Die Oper startet unter dem Motto »Wir für Euch!« in die neue Saison. Auf dem Programm
stehen sechs sehr unterschiedliche Opernproduktionen, die in jeweils 90 Minuten das
Ensemble in verschiedensten Rollen präsentiert. Den Anfang machen die aus der letzten
Spielzeit nachgeholte Uraufführung der Song-Oper von Hans Thomalla »Dark Spring«
unter der musikalische Leitung von Alan Pierson und in der Regie von Barbora Horáková
Joly sowie eine Neufassung der Erfolgs-Pop-Oper »Vespertine« im Oktober. Unter der
Überschrift »White-Wall-Oper« werden Klassiker des Repertoires neu gedacht und
bearbeitet. Der Name ist dabei Konzept, denn die »weiße Wand« wird zum
Ausgangsmaterial für großformatige Projektionen, die renommierte Videokünstler*innen,
Zeichner und bildende Künstlerinnen mit einem starken Bildkonzept bespielen.

• • • • •

**AUFGABE 1**
Welche Personen werden im Text über die neue Opernsaison mit vollem Namen genannt? Zähl alle auf.
**AUFGABE 2**
Unter welchem Motto startet die Oper laut dem Text über die neue Opernsaison in die Spielzeit?

• • • • •

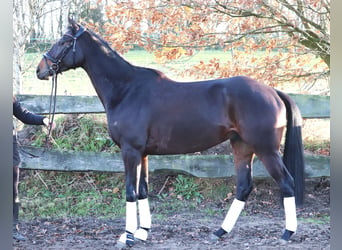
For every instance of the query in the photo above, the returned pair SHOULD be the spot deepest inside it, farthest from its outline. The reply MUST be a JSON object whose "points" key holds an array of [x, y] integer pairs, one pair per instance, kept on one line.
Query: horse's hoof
{"points": [[141, 234], [213, 238], [126, 241], [120, 245], [282, 242], [287, 235]]}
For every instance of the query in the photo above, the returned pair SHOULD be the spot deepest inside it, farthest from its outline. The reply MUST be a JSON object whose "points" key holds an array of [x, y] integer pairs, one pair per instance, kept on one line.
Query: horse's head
{"points": [[63, 55]]}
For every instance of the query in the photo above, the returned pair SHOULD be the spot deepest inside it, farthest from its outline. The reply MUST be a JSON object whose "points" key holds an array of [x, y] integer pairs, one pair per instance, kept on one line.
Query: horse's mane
{"points": [[72, 28]]}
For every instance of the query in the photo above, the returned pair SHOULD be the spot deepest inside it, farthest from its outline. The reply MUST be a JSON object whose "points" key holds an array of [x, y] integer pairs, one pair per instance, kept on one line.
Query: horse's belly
{"points": [[178, 140]]}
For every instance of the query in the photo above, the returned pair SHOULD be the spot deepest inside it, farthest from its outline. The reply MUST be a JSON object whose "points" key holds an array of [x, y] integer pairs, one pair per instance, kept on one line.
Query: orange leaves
{"points": [[255, 33], [169, 54]]}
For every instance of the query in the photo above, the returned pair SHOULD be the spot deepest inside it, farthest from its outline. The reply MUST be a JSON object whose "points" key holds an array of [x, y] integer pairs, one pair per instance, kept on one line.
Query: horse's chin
{"points": [[43, 76]]}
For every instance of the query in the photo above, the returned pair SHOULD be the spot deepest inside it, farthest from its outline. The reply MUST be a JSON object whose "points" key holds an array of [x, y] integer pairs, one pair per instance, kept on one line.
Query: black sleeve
{"points": [[26, 116]]}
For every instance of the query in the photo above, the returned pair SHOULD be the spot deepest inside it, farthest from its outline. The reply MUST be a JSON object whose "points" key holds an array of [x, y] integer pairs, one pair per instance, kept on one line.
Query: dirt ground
{"points": [[259, 226]]}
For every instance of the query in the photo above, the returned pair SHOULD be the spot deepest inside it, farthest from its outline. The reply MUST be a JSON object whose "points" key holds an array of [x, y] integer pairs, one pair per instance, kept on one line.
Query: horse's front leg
{"points": [[132, 162], [143, 204]]}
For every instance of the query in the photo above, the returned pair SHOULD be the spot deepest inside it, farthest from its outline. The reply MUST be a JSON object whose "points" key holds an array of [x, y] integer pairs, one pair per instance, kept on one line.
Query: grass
{"points": [[60, 194]]}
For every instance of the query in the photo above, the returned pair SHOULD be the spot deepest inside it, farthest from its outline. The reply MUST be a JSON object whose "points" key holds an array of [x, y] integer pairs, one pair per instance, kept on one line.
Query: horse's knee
{"points": [[131, 195], [243, 190], [287, 187]]}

• • • • •

**MUSTERLÖSUNG 1**
Hans Thomalla, Alan Pierson, Barbora Horáková Joly

**MUSTERLÖSUNG 2**
Unter dem Motto »Wir für Euch!«.